Rows from a pointing dataset
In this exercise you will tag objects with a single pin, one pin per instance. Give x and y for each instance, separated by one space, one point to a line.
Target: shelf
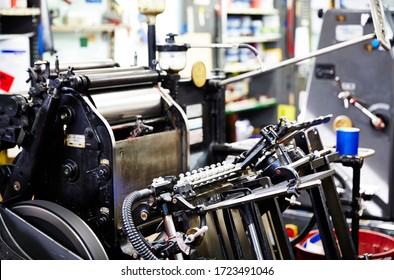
248 105
254 39
84 28
252 11
19 11
240 67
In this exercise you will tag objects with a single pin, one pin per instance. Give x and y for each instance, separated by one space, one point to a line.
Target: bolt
17 186
88 133
144 215
63 116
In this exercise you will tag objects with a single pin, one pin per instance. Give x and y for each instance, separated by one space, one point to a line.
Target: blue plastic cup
347 140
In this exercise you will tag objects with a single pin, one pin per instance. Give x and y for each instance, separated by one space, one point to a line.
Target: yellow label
288 111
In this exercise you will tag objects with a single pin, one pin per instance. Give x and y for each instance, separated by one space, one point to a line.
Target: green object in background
288 111
83 42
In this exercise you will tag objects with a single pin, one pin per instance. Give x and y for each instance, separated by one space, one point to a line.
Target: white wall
130 38
133 39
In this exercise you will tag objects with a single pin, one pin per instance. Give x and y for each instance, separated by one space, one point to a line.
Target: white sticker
194 110
75 140
348 31
196 136
195 123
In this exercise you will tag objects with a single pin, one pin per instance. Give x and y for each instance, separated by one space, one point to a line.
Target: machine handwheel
63 226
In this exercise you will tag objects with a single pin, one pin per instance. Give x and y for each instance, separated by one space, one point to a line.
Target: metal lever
190 238
348 98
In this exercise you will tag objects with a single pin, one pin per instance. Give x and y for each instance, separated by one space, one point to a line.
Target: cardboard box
14 62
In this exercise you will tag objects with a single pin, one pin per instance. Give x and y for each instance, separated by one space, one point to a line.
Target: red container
375 244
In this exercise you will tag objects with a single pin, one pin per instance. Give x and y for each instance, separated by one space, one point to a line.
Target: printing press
131 163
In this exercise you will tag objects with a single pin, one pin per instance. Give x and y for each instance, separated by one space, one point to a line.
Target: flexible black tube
132 232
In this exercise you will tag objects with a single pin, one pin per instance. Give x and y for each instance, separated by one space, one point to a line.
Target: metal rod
298 59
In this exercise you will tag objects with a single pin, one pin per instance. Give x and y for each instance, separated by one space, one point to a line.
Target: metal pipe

Goal: Extract each line of the entries above that contains the string "white". Matching is case-sensitive.

Solution for this exercise:
Target: white wall
Target: white sticker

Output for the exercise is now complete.